Jones v. Harris News, Inc., 148 N.M. 612, 241 P.3d 613, 2010-NMCA-088 (2009)

Oct. 8, 2009 · Court of Appeals of New Mexico · No. 29,269
148 N.M. 612, 241 P.3d 613, 2010-NMCA-088

2010-NMCA-088

241 P.3d 613

Terry JONES, Plaintiff-Appellee, v. HARRIS NEWS, INC., d/b/a Big Eye, a New Mexico corporation doing business in the State of New Mexico, and Joshua A. Montoya, Defendants-Appellants.

No. 29,269.

Court of Appeals of New Mexico.

Oct. 8, 2009.

Whitener Law Firm, P.A., Charles W. Bennett, Santa Fe, NM, for Appellee.

O’Brien & Ulibarri, P.C., Daniel P. Ulibarri, Albuquerque, NM, for Appellants.

OPINION

WECHSLER, Judge.

{1} We address again in this appeal the differences between Rule 1-062(D) NMRA and NMSA 1978, Section 39-3-22(A) (2007) with regard to obtaining a supersedeas bond and stay of a district court judgment pending appeal. On December 1, 2008, the district court entered judgment in favor of Plaintiff Terry Jones after a jury trial. It awarded compensatory damages of $380,000 and punitive damages of $895,000 against Defendant Harris News, Inc. and punitive damages of $5000 against Defendant Joshua Montoya. Defendants filed a timely notice of appeal. On February 23, 2009, after correspondence between the parties’ attorneys concerning the amount of a bond, Defendants filed a motion in the district court to set the amount of a supersedeas bond on appeal and to stay execution of the judgment pending the appeal. The district court denied the motion. Defendants then filed a motion with this Court to review the district court’s denial, as well as the denial of their motions concerning post-judgment interest and stay of Plaintiffs application for a writ of garnishment. We hold that the time restrictions of Section 39-3-22(A) for filing a supersedeas bond conflict with the time for taking action under Rule 1-062(D) and that, in this case, the restrictions *613in Section 39-3-22(A) should not be given effect to preclude Defendants from seeking a stay and approval of a supersedeas bond. As a result of our ruling on Defendants’ motion concerning the bond and stay, we do not address the other aspects of Defendants’ motion.

{2} Both Rule 1-062(D) and Section 39-3-22(A) address the procedure available to an appellant seeking a stay of a district court judgment pending appeal. Rule 1-062(D) is permissive in its language. It allows an appellant to obtain a stay at any time after filing a notice of appeal by giving a supersedeas bond that is approved by the district court sufficient to satisfy the judgment, interest, and costs, as well as other contingencies of the appeal. Rule 1-062(D) provides in pertinent part:

When an appeal is taken, the appellant by giving a supersedeas bond may obtain a stay---- The bond may be given at or after the time of filing the notice of appeal____ The stay is effective when the supersedeas bond is approved by the district court. The bond shall be conditioned for the satisfaction of and compliance with the judgment in full together with costs, interest and damages for delay if for any reason the appeal is dismissed or if the judgment is affirmed, and to satisfy in full such modification of the judgment and such costs, interest and damages as the appellate court may adjudge and award____ When the judgment is for the recovery of money, the amount of the bond shall be such sum as will cover the whole amount of the judgment remaining unsatisfied, plus costs, interest and damages for delay.

== == ==

§ **Exercises to complete**:
(a) According to the court opinion, what amount of punitive damages did the district court award against Harris News, Inc.?
(b) Rewrite the paragraph of the court opinion beginning "Both Rule 1-062(D) and Section 39-3-22(A)" as a short bulleted list that keeps its main facts.

== == ==

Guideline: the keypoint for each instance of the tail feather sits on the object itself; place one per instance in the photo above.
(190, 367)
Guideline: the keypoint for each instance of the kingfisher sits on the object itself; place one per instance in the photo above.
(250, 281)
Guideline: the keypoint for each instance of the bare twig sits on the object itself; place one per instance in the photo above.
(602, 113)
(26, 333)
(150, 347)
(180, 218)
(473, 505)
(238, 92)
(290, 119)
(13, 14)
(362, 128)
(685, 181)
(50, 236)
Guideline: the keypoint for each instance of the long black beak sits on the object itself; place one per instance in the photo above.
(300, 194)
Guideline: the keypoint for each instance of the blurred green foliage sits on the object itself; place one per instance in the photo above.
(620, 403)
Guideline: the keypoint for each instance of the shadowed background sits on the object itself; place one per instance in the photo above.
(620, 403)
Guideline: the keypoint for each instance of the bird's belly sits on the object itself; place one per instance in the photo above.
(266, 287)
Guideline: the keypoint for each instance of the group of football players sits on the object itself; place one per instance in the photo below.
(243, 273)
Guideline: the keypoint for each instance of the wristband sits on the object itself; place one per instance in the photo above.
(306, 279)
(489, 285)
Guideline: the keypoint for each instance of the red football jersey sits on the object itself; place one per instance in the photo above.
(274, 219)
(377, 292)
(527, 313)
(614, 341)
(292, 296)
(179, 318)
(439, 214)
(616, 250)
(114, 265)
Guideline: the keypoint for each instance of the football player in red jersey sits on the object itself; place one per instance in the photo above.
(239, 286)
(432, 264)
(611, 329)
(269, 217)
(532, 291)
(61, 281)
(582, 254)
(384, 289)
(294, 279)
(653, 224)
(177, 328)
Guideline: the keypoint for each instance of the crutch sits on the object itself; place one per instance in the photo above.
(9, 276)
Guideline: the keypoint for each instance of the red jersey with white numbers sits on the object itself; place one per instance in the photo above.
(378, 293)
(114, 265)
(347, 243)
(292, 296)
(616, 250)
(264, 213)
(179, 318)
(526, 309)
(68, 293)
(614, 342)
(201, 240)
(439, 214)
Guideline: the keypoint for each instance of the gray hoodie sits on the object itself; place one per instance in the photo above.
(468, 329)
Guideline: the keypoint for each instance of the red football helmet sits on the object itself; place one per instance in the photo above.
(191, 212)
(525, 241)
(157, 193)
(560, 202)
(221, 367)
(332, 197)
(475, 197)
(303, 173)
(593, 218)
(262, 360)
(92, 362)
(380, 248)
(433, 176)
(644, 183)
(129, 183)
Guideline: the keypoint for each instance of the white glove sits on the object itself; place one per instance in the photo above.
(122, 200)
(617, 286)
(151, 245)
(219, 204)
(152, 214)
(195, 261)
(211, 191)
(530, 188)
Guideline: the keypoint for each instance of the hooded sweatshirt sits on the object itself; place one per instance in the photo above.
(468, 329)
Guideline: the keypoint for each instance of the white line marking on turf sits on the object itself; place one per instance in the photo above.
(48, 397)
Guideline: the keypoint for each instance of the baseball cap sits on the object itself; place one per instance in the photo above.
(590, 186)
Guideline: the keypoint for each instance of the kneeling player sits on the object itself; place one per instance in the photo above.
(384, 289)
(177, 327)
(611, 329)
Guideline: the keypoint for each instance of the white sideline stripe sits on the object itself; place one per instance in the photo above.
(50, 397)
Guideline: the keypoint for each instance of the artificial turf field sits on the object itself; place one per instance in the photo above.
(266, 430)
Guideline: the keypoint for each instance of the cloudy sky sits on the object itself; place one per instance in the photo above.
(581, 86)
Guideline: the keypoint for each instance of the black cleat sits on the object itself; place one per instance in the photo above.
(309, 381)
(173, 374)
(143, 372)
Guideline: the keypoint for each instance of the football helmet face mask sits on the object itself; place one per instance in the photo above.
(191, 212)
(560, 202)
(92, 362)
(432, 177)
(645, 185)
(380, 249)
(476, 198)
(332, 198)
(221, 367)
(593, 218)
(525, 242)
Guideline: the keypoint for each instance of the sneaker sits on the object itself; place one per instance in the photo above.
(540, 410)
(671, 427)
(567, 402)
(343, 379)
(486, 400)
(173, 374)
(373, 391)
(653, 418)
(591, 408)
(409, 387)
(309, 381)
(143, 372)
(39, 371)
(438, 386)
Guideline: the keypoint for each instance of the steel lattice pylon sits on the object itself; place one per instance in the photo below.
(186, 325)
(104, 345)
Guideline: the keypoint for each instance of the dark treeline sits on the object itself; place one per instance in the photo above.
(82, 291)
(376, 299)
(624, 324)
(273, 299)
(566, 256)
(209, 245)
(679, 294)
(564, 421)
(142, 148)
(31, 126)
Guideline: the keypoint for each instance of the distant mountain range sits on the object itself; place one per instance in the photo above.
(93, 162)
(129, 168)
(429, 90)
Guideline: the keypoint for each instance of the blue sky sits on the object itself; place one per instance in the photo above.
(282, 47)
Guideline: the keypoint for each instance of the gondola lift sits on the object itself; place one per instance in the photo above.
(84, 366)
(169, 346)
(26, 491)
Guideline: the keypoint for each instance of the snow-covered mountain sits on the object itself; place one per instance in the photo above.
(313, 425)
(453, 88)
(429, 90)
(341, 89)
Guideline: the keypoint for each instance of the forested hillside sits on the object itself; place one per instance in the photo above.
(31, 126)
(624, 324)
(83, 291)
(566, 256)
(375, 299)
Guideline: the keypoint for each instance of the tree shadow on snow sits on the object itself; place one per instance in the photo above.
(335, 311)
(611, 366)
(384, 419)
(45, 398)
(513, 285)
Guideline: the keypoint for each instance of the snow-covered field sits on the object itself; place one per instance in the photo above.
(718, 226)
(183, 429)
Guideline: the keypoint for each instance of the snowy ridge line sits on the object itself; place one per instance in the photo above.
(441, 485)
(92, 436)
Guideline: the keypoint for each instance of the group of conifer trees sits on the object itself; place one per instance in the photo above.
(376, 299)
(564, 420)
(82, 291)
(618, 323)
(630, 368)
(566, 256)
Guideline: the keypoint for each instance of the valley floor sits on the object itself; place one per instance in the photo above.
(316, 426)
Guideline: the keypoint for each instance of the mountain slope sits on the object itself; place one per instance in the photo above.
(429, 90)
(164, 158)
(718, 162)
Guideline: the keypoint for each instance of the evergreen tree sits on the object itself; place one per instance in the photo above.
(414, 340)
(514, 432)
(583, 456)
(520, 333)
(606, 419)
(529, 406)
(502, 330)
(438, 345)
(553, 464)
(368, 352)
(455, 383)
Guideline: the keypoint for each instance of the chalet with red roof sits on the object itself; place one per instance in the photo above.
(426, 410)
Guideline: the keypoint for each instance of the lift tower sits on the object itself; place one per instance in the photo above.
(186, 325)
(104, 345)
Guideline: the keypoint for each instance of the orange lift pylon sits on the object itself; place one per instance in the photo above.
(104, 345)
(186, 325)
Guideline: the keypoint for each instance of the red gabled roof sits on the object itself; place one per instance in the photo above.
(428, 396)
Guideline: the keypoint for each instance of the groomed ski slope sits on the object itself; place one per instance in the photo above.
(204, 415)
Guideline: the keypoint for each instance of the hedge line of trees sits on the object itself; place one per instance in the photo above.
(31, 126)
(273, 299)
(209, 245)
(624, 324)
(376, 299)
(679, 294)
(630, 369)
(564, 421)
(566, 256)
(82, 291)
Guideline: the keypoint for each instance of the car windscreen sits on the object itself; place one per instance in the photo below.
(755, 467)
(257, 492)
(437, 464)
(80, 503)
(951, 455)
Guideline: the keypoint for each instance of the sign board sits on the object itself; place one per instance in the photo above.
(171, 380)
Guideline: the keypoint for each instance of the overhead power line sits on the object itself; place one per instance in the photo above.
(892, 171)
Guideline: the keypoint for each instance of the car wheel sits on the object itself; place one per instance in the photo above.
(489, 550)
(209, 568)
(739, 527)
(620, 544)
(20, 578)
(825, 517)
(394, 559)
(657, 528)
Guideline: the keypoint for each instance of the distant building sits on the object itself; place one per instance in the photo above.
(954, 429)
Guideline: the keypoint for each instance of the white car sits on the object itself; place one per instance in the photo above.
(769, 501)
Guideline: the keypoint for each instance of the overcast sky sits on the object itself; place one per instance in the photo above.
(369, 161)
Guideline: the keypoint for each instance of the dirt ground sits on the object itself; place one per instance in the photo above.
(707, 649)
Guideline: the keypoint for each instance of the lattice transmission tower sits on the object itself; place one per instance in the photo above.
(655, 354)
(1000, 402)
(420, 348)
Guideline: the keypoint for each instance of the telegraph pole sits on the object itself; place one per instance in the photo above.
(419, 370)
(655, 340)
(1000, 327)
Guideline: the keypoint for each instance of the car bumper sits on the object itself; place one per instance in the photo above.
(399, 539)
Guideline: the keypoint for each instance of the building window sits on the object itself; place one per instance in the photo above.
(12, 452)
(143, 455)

== == ==

§ **Task-by-task results**:
(a) $895,000

(b)
- Rule 1-062(D) and Section 39-3-22(A) both set out how an appellant may seek a stay of a district court judgment pending appeal.
- Rule 1-062(D) is permissive in its language.
- Under it, an appellant may obtain a stay at any time after filing a notice of appeal by giving a supersedeas bond.
- The bond must be approved by the district court and be sufficient to satisfy the judgment, interest, costs and other contingencies of the appeal.